_What to produce_.
Transcribe every record exactly.
::::
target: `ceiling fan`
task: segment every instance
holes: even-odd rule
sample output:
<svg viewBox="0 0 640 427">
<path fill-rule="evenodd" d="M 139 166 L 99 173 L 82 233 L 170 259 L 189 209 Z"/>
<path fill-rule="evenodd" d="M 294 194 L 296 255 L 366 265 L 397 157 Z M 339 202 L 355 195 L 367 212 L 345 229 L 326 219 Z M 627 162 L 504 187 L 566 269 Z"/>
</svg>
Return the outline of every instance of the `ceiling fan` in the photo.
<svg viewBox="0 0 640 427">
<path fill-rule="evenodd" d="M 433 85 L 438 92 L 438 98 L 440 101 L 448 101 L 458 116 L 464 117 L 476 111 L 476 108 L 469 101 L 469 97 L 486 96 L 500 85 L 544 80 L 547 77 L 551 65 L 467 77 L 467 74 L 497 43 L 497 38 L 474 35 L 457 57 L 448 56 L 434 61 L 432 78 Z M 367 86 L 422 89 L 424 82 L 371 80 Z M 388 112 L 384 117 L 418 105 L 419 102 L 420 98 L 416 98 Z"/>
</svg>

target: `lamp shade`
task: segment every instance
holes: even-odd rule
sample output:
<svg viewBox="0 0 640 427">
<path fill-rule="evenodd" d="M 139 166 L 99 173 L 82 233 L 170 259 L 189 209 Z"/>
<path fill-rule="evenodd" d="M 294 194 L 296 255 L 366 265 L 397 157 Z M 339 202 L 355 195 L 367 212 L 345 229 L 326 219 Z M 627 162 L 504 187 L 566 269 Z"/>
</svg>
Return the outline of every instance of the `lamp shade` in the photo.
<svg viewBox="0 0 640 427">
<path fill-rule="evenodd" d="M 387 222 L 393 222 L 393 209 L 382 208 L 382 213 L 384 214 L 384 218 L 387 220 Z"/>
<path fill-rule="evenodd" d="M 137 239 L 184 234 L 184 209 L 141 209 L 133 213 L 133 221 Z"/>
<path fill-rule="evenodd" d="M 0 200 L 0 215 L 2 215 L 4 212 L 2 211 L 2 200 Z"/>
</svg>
::::
_Output for this task_.
target: `ceiling fan`
task: segment every instance
holes: even-odd rule
sample output:
<svg viewBox="0 0 640 427">
<path fill-rule="evenodd" d="M 139 166 L 99 173 L 82 233 L 170 259 L 189 209 Z"/>
<path fill-rule="evenodd" d="M 294 194 L 296 255 L 366 265 L 397 157 Z M 339 202 L 355 195 L 367 212 L 345 229 L 326 219 Z M 627 162 L 504 187 L 566 269 Z"/>
</svg>
Return the outline of every instance of the `ceiling fan` in the photo.
<svg viewBox="0 0 640 427">
<path fill-rule="evenodd" d="M 433 85 L 438 92 L 438 98 L 440 101 L 448 101 L 458 116 L 464 117 L 476 111 L 476 108 L 469 101 L 469 97 L 486 96 L 500 85 L 544 80 L 547 77 L 551 65 L 467 77 L 467 74 L 497 43 L 497 38 L 474 35 L 457 57 L 448 56 L 434 61 L 432 78 Z M 367 86 L 422 89 L 424 82 L 371 80 Z M 388 112 L 384 117 L 418 105 L 419 102 L 420 98 L 416 98 Z"/>
</svg>

target: `lamp shade`
task: segment every instance
holes: even-odd rule
sample output:
<svg viewBox="0 0 640 427">
<path fill-rule="evenodd" d="M 139 166 L 99 173 L 82 233 L 170 259 L 189 209 Z"/>
<path fill-rule="evenodd" d="M 294 194 L 296 255 L 366 265 L 397 157 Z M 339 202 L 355 195 L 367 212 L 345 229 L 326 219 Z M 627 162 L 504 187 L 566 269 Z"/>
</svg>
Return the outline of every instance of the `lamp shade` in the photo.
<svg viewBox="0 0 640 427">
<path fill-rule="evenodd" d="M 387 222 L 393 222 L 393 209 L 382 208 L 382 213 L 384 214 L 384 218 L 387 220 Z"/>
<path fill-rule="evenodd" d="M 137 239 L 184 234 L 184 209 L 141 209 L 133 213 L 133 221 Z"/>
<path fill-rule="evenodd" d="M 0 200 L 0 215 L 2 215 L 4 212 L 2 211 L 2 200 Z"/>
</svg>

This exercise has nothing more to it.